Write the entries again exactly, with no line missing.

DATA: Begin

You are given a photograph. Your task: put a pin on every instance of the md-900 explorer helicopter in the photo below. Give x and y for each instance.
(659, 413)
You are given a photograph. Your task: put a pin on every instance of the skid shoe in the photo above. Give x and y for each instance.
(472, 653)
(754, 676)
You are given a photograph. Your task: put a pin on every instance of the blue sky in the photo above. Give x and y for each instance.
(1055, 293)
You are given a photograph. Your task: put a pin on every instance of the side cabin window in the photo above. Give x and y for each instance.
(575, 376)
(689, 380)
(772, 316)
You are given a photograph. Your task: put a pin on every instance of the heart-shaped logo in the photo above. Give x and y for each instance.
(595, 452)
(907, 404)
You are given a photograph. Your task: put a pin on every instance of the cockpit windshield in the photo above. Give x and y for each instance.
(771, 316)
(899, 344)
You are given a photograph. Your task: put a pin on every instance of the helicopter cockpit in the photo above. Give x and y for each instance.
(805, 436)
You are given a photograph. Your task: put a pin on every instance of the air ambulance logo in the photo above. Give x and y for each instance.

DATA: End

__SOLUTION TO THIS PROBLEM__.
You are given a photograph. Your task: put a pin on every instance of the md-900 explorer helicopter in the photo below. Give x and y for each instance.
(659, 413)
You are given a photograph. Your task: put a pin on every instance of the skid shoe in the photo above. Give x and y for each instance.
(472, 653)
(754, 676)
You are given a photograph. Your task: put a pin on every instance of the blue sky in the photo above. Give x and y for each instance.
(1055, 293)
You are given a photograph. Your task: put a pin on every instance of the side cabin window in the photo above. Give x and y for each instance.
(575, 376)
(689, 380)
(772, 316)
You are given a photograph. Your task: put a pin on every instance of the heart-shaped logo in the photo above. Give x and y for each instance.
(595, 452)
(907, 404)
You are given a photograph. Your task: put a pin on every instance of the cockpit windshield in the photo above. Give x and y for each instance.
(771, 316)
(899, 344)
You are given a photograph. Your task: put a pin on every instance of the helicopter cockpit in the photo above. Give x and y for each instance.
(805, 436)
You are given a photograph. Your task: put a pin on every instance of the air ambulance logo in the photo above. Give x and y for each instance.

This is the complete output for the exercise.